DIRECTIONS.
Across all the entries below, count each line that holds "island" and report the figure only.
=== Section Start ===
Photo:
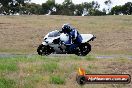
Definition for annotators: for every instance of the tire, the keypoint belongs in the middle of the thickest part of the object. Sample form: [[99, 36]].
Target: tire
[[44, 50], [83, 49]]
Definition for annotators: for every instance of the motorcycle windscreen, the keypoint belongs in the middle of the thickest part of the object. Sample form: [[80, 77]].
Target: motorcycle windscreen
[[86, 37]]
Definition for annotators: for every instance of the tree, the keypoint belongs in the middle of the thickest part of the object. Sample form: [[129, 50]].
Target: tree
[[68, 8], [108, 3]]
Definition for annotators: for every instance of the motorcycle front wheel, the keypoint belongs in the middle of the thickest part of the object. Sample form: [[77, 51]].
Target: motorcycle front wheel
[[83, 49], [44, 50]]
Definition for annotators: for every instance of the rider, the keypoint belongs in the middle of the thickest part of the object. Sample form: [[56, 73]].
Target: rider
[[75, 38]]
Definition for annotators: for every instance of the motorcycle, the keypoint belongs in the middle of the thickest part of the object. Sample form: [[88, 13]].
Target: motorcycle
[[54, 42]]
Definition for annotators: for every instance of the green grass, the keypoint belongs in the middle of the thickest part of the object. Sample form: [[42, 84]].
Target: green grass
[[50, 67], [42, 72], [7, 83]]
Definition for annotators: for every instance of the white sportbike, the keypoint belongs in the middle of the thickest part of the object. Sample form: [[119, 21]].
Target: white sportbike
[[54, 42]]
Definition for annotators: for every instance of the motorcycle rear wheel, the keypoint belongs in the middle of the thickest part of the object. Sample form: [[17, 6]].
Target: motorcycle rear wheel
[[44, 50]]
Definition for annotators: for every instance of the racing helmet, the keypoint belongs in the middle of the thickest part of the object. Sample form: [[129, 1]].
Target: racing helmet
[[66, 28], [64, 37]]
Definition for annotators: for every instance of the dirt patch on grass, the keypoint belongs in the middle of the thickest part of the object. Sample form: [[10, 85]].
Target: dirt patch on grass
[[23, 34]]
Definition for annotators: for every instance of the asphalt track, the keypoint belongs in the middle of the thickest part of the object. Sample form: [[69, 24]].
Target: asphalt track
[[6, 55]]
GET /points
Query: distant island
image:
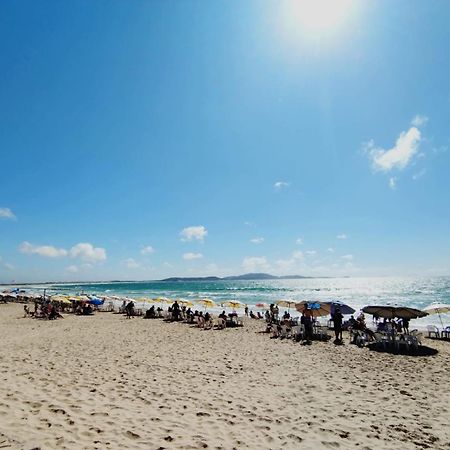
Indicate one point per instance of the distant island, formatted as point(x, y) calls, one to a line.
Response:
point(246, 276)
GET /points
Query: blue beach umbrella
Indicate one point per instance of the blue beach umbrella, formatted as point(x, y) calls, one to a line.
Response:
point(345, 309)
point(96, 301)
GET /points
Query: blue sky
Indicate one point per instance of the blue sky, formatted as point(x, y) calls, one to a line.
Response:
point(141, 139)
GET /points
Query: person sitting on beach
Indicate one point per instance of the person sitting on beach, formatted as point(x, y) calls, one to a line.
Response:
point(150, 313)
point(175, 311)
point(208, 321)
point(307, 322)
point(200, 320)
point(405, 323)
point(87, 310)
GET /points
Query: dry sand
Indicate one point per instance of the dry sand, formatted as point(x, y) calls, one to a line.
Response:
point(108, 382)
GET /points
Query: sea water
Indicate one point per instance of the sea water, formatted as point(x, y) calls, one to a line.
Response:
point(356, 292)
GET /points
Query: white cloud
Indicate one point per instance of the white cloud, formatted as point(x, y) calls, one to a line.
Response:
point(255, 264)
point(399, 156)
point(419, 120)
point(47, 251)
point(192, 256)
point(419, 174)
point(194, 233)
point(6, 213)
point(72, 269)
point(148, 250)
point(130, 263)
point(87, 252)
point(280, 185)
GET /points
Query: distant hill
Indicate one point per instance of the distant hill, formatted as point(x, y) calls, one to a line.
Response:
point(246, 276)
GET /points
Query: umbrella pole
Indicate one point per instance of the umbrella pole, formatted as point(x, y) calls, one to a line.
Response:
point(440, 318)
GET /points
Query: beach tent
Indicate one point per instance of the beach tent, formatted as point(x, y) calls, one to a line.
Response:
point(206, 303)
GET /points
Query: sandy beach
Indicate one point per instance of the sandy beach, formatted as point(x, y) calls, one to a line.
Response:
point(108, 382)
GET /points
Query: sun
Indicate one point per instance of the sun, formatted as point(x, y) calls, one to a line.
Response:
point(316, 17)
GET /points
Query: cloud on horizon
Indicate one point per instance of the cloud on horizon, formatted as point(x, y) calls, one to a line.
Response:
point(192, 256)
point(87, 252)
point(280, 185)
point(6, 213)
point(197, 233)
point(47, 251)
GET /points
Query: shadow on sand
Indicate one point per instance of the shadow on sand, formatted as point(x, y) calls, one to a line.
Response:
point(423, 350)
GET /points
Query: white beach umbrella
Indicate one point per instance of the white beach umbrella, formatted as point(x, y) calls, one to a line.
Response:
point(438, 308)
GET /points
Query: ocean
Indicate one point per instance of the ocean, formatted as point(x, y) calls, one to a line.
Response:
point(356, 292)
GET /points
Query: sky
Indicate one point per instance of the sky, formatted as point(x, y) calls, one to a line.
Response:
point(147, 139)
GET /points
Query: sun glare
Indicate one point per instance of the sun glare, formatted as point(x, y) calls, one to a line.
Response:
point(316, 17)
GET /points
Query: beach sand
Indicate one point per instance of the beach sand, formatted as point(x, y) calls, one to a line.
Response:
point(108, 382)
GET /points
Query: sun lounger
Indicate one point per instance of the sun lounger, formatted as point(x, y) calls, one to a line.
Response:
point(432, 329)
point(445, 333)
point(382, 340)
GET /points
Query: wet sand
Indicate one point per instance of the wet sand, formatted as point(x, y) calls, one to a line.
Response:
point(108, 382)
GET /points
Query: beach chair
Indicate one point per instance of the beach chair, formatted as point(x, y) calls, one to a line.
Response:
point(286, 332)
point(381, 340)
point(296, 332)
point(445, 333)
point(432, 329)
point(415, 339)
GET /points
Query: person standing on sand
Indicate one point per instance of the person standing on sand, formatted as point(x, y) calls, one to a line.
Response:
point(337, 321)
point(306, 321)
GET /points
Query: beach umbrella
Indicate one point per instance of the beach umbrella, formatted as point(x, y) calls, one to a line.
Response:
point(233, 304)
point(262, 305)
point(61, 299)
point(161, 300)
point(392, 311)
point(438, 308)
point(287, 303)
point(184, 302)
point(144, 300)
point(96, 301)
point(317, 308)
point(345, 309)
point(206, 303)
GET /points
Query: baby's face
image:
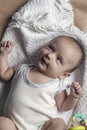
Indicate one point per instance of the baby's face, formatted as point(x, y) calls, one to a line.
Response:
point(56, 58)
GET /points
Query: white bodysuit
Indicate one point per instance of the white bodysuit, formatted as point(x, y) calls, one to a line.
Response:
point(29, 104)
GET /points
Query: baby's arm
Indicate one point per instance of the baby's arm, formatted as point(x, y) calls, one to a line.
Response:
point(6, 72)
point(65, 102)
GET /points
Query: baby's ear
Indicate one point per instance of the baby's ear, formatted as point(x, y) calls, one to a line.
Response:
point(65, 75)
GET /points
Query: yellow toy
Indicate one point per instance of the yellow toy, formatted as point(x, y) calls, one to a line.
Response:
point(74, 119)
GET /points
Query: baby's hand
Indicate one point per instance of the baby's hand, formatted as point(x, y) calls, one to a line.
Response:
point(76, 90)
point(6, 47)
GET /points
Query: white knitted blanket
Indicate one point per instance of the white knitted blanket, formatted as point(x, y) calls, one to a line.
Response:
point(36, 23)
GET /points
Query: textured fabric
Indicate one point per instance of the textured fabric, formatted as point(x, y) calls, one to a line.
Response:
point(38, 22)
point(29, 104)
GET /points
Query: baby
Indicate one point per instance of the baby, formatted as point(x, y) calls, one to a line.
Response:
point(38, 92)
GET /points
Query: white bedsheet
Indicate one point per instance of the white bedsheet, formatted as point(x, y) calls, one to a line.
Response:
point(36, 23)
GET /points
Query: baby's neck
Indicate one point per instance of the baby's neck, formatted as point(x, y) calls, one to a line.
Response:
point(37, 77)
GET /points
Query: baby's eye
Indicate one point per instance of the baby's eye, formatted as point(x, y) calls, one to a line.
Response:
point(59, 60)
point(51, 48)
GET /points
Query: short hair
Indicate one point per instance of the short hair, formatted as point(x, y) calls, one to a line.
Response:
point(81, 49)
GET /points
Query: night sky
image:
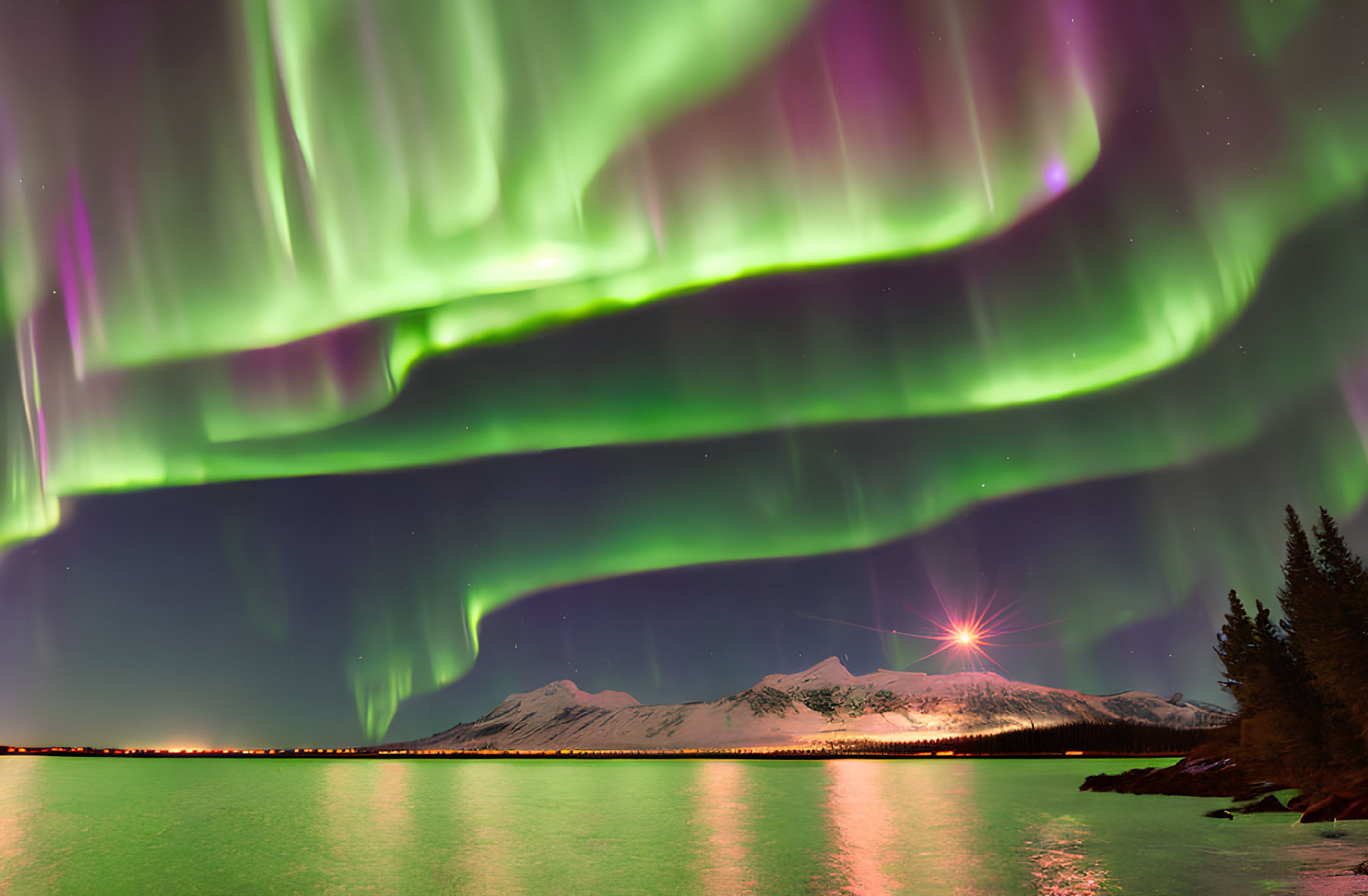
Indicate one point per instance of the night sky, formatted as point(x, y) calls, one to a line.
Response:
point(371, 361)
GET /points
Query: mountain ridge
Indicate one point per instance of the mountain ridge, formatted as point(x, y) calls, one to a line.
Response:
point(813, 706)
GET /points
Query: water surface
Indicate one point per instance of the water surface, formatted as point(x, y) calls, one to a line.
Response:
point(634, 826)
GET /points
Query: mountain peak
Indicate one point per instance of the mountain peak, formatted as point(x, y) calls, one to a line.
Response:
point(828, 672)
point(604, 700)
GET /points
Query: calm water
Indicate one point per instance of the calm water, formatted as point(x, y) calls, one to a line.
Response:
point(632, 826)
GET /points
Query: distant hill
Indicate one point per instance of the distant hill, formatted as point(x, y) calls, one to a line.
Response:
point(820, 705)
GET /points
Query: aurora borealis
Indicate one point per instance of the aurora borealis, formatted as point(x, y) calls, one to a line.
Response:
point(413, 353)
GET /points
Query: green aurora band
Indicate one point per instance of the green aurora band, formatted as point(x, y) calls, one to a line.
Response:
point(469, 183)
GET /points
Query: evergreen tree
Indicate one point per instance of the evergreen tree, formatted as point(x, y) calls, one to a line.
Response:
point(1302, 584)
point(1337, 642)
point(1234, 646)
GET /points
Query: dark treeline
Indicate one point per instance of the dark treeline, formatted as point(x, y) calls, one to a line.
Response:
point(1134, 739)
point(1302, 683)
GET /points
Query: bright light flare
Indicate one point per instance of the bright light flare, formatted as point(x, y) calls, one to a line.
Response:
point(966, 635)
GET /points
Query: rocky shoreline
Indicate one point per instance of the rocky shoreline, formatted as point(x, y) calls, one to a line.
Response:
point(1215, 778)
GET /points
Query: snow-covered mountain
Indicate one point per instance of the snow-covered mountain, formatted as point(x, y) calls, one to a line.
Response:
point(822, 704)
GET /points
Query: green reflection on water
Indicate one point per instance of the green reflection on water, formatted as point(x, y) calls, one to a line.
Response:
point(628, 826)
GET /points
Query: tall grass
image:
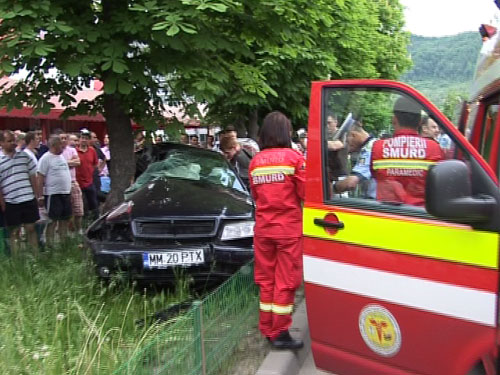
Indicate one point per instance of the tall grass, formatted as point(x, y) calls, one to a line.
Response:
point(57, 318)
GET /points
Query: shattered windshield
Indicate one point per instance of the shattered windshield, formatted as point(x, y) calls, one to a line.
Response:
point(186, 164)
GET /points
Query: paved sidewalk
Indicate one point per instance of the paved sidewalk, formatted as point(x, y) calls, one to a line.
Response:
point(288, 362)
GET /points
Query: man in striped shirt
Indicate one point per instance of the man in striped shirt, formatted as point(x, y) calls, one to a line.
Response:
point(17, 191)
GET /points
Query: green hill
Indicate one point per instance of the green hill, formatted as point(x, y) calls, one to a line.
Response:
point(443, 64)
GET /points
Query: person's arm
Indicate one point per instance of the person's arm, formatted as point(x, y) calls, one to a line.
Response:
point(74, 161)
point(300, 178)
point(37, 182)
point(335, 145)
point(2, 202)
point(349, 183)
point(101, 165)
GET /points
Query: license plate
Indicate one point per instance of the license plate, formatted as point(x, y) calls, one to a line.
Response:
point(173, 258)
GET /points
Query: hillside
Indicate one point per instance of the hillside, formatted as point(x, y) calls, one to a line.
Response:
point(443, 64)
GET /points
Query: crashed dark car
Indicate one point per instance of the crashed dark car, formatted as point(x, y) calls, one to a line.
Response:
point(188, 210)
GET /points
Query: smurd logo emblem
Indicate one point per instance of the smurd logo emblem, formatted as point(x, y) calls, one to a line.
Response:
point(380, 330)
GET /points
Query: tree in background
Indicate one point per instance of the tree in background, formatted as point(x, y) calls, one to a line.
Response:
point(321, 40)
point(242, 58)
point(453, 104)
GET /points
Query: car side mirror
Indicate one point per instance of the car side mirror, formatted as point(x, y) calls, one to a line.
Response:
point(448, 194)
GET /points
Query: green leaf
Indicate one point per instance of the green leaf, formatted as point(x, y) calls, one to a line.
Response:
point(64, 28)
point(119, 66)
point(110, 85)
point(188, 28)
point(7, 66)
point(92, 36)
point(218, 7)
point(41, 50)
point(124, 87)
point(73, 69)
point(107, 65)
point(173, 30)
point(161, 25)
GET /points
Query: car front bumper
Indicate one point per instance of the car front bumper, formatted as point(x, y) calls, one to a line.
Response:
point(220, 261)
=== Section End ===
ANSWER TO THE EXERCISE.
2